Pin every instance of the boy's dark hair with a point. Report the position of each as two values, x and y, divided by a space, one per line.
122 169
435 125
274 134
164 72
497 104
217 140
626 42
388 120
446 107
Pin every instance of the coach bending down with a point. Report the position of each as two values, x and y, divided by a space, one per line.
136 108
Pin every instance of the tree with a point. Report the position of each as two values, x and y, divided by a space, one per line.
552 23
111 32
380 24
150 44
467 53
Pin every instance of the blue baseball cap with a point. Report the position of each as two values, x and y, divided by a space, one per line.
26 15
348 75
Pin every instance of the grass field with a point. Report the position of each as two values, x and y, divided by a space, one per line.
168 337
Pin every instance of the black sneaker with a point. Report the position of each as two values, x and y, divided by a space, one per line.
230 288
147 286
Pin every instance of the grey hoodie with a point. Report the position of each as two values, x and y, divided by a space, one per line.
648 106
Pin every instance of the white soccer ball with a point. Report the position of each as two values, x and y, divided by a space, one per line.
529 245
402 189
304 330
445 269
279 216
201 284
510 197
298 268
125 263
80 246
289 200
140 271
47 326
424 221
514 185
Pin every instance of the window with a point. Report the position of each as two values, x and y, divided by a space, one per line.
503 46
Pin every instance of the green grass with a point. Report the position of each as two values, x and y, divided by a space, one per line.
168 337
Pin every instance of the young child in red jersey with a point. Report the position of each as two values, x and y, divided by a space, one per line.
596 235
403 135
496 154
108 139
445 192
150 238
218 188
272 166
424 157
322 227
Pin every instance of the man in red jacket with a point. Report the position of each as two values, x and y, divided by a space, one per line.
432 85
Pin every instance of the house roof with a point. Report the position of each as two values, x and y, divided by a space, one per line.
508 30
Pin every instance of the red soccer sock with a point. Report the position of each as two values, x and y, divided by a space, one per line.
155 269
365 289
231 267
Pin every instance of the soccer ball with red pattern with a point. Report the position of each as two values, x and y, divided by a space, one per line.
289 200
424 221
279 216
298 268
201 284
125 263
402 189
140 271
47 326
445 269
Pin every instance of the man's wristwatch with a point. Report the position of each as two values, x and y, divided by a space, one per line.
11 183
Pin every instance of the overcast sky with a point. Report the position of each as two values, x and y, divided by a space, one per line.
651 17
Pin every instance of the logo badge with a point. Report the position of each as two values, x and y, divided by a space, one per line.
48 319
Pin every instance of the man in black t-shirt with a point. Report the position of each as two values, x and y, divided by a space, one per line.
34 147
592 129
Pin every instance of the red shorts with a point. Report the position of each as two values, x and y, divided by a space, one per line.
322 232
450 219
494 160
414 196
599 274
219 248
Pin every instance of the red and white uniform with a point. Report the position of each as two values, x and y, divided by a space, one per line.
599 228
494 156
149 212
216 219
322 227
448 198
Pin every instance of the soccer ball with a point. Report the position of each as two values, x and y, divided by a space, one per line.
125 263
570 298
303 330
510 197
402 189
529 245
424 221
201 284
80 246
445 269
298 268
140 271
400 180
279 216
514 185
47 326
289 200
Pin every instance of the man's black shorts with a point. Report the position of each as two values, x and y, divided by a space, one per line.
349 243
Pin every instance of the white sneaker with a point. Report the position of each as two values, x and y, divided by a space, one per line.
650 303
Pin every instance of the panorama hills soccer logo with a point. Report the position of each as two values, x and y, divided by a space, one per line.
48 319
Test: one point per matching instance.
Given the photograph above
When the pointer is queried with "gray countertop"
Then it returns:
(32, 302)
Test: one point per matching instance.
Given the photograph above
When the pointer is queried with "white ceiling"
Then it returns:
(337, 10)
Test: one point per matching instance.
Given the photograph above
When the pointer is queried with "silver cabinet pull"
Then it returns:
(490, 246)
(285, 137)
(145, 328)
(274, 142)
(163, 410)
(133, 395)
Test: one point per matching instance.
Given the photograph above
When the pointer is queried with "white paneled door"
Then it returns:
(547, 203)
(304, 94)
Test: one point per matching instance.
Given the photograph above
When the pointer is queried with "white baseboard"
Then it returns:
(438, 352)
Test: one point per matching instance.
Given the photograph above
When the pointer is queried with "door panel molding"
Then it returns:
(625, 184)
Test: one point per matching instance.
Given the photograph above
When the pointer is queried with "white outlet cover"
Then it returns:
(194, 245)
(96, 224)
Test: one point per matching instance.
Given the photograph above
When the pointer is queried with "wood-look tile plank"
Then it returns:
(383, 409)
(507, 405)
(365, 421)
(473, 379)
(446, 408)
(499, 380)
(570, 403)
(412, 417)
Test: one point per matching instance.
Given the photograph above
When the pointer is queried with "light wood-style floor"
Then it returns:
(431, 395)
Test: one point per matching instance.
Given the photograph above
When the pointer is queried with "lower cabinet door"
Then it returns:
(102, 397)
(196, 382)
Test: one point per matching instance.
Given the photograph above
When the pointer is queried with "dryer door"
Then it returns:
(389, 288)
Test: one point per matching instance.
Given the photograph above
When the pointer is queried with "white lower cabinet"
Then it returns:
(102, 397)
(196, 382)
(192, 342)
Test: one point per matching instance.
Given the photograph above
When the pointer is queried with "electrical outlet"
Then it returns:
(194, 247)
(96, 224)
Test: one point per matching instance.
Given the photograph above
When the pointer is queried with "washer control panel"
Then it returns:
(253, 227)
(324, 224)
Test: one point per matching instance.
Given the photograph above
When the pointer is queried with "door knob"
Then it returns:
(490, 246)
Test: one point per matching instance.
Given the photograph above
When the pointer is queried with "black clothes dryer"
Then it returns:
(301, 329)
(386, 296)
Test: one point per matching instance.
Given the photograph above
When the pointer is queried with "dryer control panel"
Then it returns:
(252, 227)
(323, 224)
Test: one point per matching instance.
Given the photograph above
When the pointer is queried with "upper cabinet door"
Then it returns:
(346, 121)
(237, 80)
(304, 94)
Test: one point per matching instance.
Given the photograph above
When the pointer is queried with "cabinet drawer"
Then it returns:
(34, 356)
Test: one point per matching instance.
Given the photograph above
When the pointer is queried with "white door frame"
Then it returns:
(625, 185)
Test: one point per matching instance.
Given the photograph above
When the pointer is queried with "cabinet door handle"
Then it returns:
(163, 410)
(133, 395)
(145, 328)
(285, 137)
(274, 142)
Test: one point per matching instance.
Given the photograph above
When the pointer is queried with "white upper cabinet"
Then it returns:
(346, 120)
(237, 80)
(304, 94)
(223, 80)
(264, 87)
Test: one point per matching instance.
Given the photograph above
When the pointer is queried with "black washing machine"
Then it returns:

__________________________________________________

WORK INSTRUCTION ▸ Scan the material above for lines holding "door" and copy each of them.

ANSWER TO THIS PROBLEM ▸
When the pointer is queried with "white paneled door"
When the pointer is queried with "door panel molding"
When the pointer is queried with "lower cabinet door"
When the pointer is queried with "dryer door"
When the pointer is queried with "door knob"
When the pointer is queried with "upper cabinet door"
When the pointer is queried with "white door frame"
When the pointer is queried with "cabinet door handle"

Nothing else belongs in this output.